■ Prompt:
Please write out the passage of the health care text below from "This paper provides" to "health care services.", word for word.

■ Document extract:
The Benefits of Allowing Business Back Into Canadian Health Care

This paper provides a review of the direction of health policy reforms in the rest of the world that indicates that Canadians are not alone in preferring balanced approaches to health policy reform. The consensus that is emerging internationally is primarily concerned with the following: ensuring universal access to a defined package of medically necessary services; maximizing consumer choice; controlling cost pressures on public budgets; and satisfying consumer demands for timely access to high-quality health care services.

There is a wide scope for competition and private sector involvement in the arrangement and provision of health care under this emerging set of public values. Health policy research identifies a number of benefits that would result from private, for-profit provision of medically necessary services and health insurance. These advantages include reduced waiting times and queuing for services, increased consumer choice, rationalized demand for medical services, reduced cost pressures on government budgets, better overall quality of medical care, and the elimination of the conflict of interest which occurs when governments regulate services that they themselves provide.

Medicare, the Medical Brain Drain and Human Resource Shortages in Health Care

This paper demonstrates how the limitations of public spending are making it obvious that a centrally planned medical system is unable to provide the same opportunities and rewards for doctors and nurses as a more market-oriented system. As Canadian medical professionals begin to realize the degree to which the public health care monopoly exploits their services and suppresses their earnings, the more likely it is that they will leave this country for the US.

A much greater role for the private sector in health care delivery is becoming imperative in order to ensure that the medical system will have adequate supplies of highly skilled professionals to provide for the health and well being of Canadians. Only the private sector can provide the new financial and capital resources necessary to compete for human resources in health care, and the injections of cash proposed by the Romanow Report to the public system do nothing to change this reality.

■ Recorded data:
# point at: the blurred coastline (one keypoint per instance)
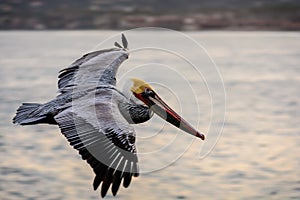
(128, 14)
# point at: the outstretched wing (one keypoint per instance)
(99, 67)
(105, 140)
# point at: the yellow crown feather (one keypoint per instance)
(139, 86)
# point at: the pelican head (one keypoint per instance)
(144, 92)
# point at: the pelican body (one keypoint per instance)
(95, 117)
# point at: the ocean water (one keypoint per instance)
(242, 89)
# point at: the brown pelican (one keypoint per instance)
(95, 117)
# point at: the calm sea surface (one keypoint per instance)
(256, 155)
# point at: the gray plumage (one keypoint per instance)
(94, 116)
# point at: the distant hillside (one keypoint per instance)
(176, 14)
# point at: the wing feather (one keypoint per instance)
(112, 160)
(92, 68)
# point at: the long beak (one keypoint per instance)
(155, 103)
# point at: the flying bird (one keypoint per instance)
(96, 118)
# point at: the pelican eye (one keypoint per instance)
(149, 92)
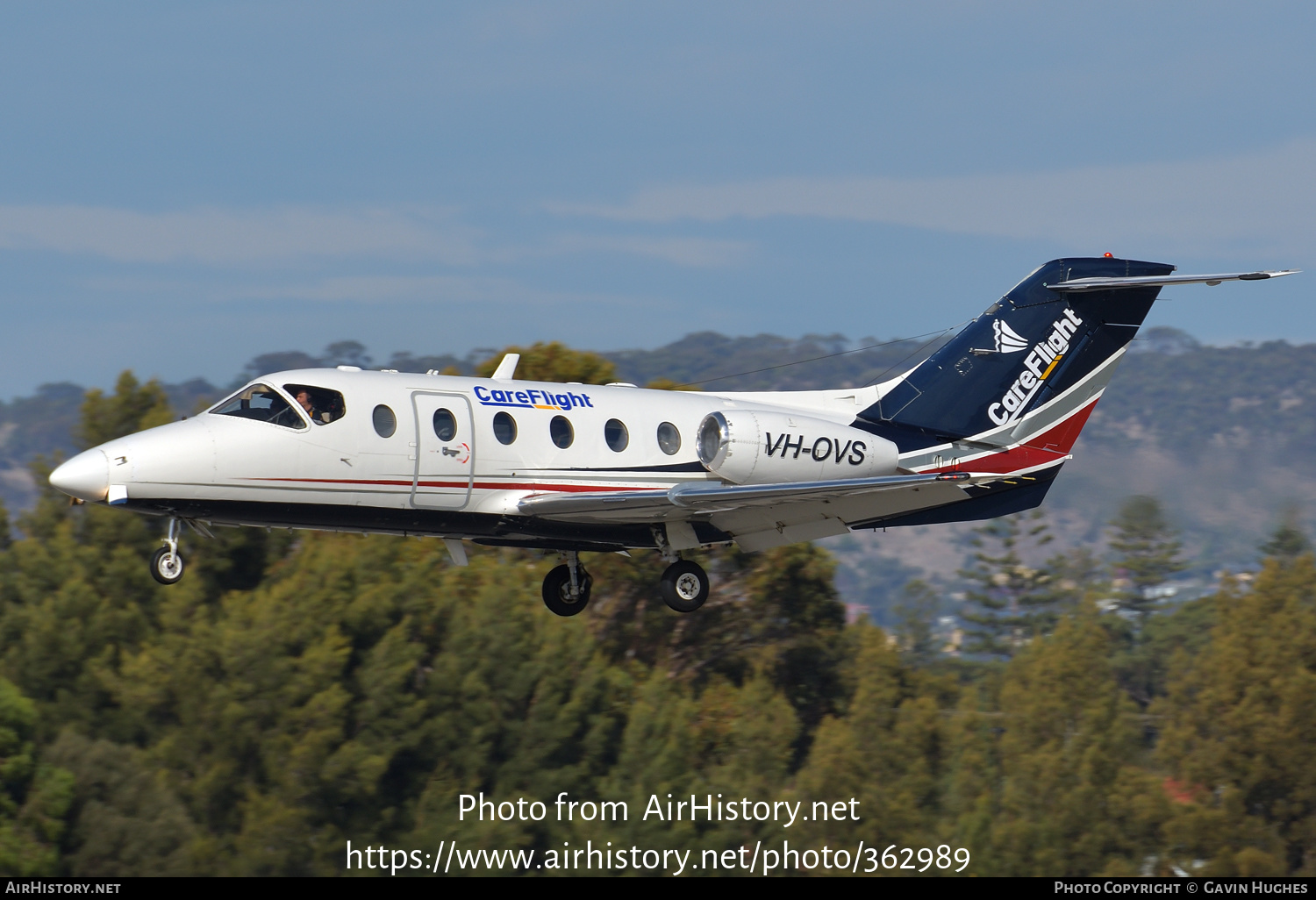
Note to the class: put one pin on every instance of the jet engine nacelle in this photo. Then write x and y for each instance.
(765, 447)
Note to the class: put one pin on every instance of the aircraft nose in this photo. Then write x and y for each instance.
(84, 476)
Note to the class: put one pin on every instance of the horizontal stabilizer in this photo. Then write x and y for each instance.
(1161, 281)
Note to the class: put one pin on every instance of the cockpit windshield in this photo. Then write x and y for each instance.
(263, 404)
(321, 404)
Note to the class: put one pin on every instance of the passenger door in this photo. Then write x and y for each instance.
(445, 450)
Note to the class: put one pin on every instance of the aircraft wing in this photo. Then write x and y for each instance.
(703, 497)
(1163, 281)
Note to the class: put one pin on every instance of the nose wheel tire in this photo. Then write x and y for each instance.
(166, 566)
(684, 586)
(557, 591)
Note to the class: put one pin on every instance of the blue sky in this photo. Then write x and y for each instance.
(186, 186)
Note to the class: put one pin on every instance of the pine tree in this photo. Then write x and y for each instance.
(1287, 541)
(132, 408)
(1011, 602)
(916, 616)
(1240, 734)
(1144, 549)
(554, 362)
(1071, 797)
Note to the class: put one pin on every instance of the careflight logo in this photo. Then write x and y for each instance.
(1039, 366)
(531, 399)
(1007, 339)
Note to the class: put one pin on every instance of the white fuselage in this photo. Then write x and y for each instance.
(232, 470)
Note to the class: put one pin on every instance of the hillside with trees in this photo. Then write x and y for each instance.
(299, 691)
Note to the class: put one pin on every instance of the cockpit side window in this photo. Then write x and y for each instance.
(321, 404)
(263, 404)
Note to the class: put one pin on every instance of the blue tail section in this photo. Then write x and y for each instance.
(1029, 346)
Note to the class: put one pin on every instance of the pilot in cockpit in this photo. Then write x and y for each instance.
(310, 405)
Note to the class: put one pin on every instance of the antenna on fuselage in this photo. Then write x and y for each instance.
(507, 368)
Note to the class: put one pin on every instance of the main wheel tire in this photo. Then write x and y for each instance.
(557, 591)
(684, 586)
(166, 568)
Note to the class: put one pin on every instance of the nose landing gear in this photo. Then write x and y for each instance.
(566, 589)
(166, 563)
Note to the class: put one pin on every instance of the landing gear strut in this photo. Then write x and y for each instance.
(566, 589)
(166, 563)
(683, 584)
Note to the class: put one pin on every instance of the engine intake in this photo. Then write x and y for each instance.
(765, 447)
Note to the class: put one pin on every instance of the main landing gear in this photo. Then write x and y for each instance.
(566, 589)
(683, 586)
(166, 563)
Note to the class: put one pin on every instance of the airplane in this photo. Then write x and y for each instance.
(978, 429)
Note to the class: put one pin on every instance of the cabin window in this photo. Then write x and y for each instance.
(384, 420)
(321, 404)
(669, 439)
(561, 432)
(616, 434)
(504, 428)
(445, 424)
(261, 403)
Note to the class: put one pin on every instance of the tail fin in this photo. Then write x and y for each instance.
(1036, 344)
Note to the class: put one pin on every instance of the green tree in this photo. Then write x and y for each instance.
(1239, 731)
(1144, 550)
(33, 797)
(887, 752)
(554, 362)
(1010, 602)
(1071, 799)
(133, 407)
(916, 616)
(1287, 541)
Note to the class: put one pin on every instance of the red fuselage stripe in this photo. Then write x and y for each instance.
(1041, 449)
(490, 486)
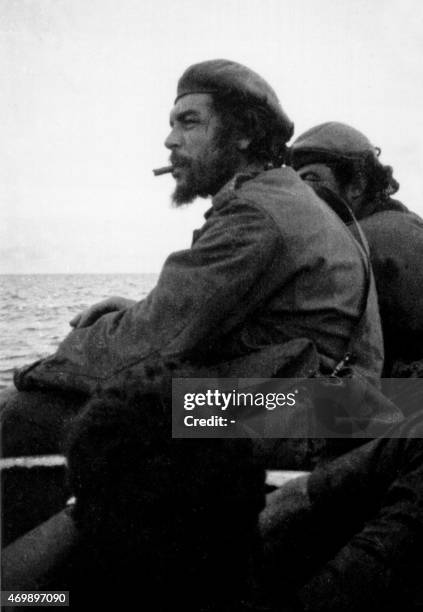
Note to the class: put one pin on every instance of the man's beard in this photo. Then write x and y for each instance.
(204, 177)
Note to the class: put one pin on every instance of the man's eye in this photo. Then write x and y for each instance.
(189, 123)
(309, 176)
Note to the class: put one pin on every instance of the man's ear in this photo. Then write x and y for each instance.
(243, 143)
(358, 187)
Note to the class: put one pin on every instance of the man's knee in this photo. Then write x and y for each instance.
(33, 423)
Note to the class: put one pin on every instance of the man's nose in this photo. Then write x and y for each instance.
(173, 140)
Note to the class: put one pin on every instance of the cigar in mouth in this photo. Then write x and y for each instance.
(163, 170)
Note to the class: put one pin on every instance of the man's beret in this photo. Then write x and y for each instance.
(224, 76)
(329, 142)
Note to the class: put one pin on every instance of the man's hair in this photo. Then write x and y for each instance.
(244, 116)
(380, 183)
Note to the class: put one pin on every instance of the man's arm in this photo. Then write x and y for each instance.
(202, 294)
(90, 315)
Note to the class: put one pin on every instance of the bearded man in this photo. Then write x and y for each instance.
(271, 265)
(342, 165)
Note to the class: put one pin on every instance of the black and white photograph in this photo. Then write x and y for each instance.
(211, 305)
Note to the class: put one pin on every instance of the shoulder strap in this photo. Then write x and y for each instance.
(344, 211)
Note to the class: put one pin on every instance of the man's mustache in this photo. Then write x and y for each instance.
(179, 161)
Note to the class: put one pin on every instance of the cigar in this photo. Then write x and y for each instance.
(163, 170)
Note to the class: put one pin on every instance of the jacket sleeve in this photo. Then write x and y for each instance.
(201, 294)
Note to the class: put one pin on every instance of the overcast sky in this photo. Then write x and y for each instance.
(87, 86)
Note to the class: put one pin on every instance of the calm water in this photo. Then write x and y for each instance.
(35, 310)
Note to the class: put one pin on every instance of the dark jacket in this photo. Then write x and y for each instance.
(271, 263)
(395, 238)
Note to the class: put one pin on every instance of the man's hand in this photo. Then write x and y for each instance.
(91, 314)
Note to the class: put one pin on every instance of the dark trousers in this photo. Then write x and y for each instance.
(350, 536)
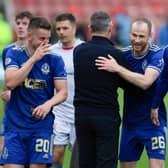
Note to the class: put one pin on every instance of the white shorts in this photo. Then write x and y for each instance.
(64, 133)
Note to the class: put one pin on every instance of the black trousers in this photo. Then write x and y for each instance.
(97, 132)
(75, 157)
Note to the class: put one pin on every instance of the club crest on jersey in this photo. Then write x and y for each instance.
(7, 61)
(144, 64)
(45, 68)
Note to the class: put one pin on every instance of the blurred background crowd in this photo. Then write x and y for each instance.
(121, 11)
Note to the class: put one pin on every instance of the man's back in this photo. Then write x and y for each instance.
(94, 87)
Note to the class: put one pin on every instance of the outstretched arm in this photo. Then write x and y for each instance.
(144, 81)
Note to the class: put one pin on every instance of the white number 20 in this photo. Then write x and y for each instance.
(42, 145)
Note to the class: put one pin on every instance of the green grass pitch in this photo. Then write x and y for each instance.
(143, 163)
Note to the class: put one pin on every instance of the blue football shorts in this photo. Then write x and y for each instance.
(134, 140)
(27, 148)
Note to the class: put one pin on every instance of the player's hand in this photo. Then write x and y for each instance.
(41, 111)
(5, 95)
(154, 116)
(41, 51)
(108, 64)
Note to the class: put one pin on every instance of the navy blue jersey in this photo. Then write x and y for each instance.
(93, 87)
(137, 105)
(4, 52)
(162, 86)
(37, 88)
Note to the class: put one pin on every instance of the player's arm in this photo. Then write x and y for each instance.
(144, 81)
(15, 76)
(161, 90)
(61, 94)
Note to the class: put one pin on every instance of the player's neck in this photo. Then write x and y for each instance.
(68, 45)
(141, 53)
(21, 42)
(30, 50)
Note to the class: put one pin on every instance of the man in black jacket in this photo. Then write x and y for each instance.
(97, 118)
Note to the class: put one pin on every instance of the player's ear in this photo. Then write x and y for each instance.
(29, 35)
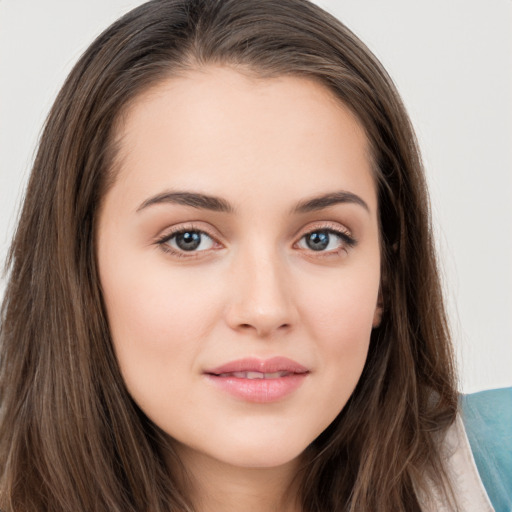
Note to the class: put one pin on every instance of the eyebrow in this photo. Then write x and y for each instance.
(217, 204)
(195, 200)
(331, 199)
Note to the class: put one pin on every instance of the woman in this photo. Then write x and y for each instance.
(223, 290)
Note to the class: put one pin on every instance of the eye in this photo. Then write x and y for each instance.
(188, 240)
(326, 240)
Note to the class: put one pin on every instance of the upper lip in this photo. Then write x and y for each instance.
(251, 364)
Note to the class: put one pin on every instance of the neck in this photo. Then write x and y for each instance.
(220, 487)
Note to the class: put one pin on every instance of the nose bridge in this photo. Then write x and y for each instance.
(262, 301)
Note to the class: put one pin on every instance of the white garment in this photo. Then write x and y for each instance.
(467, 486)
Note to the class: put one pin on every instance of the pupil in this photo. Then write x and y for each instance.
(188, 241)
(318, 240)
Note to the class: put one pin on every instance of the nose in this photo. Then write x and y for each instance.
(261, 299)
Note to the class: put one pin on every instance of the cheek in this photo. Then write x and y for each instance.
(158, 320)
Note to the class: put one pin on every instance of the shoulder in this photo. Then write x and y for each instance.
(487, 418)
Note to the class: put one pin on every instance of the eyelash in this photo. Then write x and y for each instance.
(347, 241)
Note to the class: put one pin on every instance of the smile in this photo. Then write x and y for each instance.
(258, 381)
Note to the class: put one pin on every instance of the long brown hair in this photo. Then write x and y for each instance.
(71, 438)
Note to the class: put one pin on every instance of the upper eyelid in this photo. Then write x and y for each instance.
(213, 233)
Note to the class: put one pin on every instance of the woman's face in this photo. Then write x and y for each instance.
(239, 260)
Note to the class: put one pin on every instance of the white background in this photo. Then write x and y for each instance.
(452, 63)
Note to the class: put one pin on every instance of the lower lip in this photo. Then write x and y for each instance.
(259, 390)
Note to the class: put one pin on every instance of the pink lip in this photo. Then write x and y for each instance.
(260, 390)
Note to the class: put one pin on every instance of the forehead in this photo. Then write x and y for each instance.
(225, 128)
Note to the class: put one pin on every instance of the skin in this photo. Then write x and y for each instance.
(254, 287)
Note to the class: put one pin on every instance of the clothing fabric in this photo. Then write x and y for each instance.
(469, 491)
(487, 417)
(478, 453)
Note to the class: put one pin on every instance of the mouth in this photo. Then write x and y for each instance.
(258, 381)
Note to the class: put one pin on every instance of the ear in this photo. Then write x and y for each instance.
(379, 309)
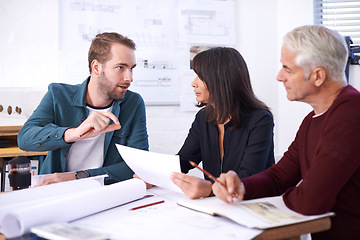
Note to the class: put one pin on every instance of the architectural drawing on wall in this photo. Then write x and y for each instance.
(163, 30)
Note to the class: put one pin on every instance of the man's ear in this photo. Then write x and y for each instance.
(95, 67)
(319, 75)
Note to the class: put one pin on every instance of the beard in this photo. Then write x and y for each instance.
(108, 89)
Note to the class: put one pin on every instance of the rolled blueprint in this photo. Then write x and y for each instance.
(71, 206)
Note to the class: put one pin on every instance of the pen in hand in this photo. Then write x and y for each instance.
(90, 129)
(210, 176)
(207, 173)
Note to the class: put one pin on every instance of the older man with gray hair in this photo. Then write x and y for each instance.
(320, 172)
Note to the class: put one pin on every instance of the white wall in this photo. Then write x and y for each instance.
(261, 25)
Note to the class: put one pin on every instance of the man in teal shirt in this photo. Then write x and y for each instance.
(80, 124)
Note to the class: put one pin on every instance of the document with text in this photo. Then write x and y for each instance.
(259, 213)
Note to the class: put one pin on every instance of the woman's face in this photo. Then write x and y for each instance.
(200, 89)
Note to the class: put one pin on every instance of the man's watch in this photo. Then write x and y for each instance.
(81, 174)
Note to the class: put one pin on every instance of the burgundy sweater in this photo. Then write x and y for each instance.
(325, 155)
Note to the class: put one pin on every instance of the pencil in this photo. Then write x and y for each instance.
(147, 205)
(207, 173)
(90, 129)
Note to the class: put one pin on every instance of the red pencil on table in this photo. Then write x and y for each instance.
(147, 205)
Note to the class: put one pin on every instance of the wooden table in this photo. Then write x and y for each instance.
(9, 134)
(290, 232)
(293, 232)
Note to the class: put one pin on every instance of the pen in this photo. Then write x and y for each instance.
(90, 129)
(147, 205)
(207, 173)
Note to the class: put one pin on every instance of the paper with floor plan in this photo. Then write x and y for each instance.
(154, 168)
(261, 213)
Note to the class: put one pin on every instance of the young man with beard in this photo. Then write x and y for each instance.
(102, 104)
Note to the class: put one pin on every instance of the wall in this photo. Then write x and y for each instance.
(29, 47)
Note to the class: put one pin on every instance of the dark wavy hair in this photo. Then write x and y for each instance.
(226, 76)
(100, 48)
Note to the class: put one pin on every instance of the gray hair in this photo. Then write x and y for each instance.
(318, 46)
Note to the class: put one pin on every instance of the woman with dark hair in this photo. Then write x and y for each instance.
(233, 130)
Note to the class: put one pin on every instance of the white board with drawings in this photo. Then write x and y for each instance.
(163, 30)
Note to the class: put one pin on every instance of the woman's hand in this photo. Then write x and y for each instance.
(192, 187)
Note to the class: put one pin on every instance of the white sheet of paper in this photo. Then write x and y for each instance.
(164, 221)
(154, 168)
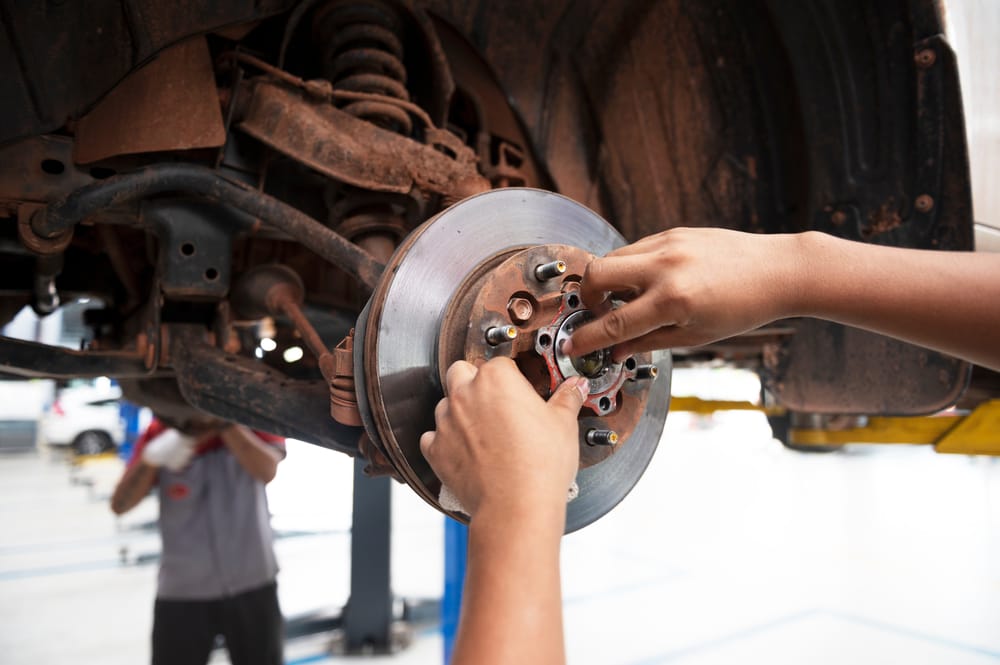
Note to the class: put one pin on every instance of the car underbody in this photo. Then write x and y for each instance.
(217, 176)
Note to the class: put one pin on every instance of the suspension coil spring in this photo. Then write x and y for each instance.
(362, 52)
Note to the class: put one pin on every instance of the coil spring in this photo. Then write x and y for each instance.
(362, 52)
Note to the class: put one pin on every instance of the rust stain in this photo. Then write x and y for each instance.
(883, 219)
(170, 104)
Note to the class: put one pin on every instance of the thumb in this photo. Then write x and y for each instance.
(570, 395)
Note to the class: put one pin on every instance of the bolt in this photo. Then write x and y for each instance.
(499, 334)
(601, 437)
(925, 58)
(646, 371)
(520, 310)
(547, 271)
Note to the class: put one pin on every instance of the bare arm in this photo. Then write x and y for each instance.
(510, 467)
(686, 287)
(256, 456)
(133, 487)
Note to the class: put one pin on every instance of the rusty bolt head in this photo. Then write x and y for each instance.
(924, 203)
(498, 335)
(520, 310)
(925, 58)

■ Completed exercise:
This paper provides a review of the direction of health policy reforms in the rest of the world that indicates that Canadians are not alone in preferring balanced approaches to health policy reform. The consensus that is emerging internationally is primarily concerned with the following: ensuring universal access to a defined package of medically necessary services; maximizing consumer choice; controlling cost pressures on public budgets; and satisfying consumer demands for timely access to high-quality health care services.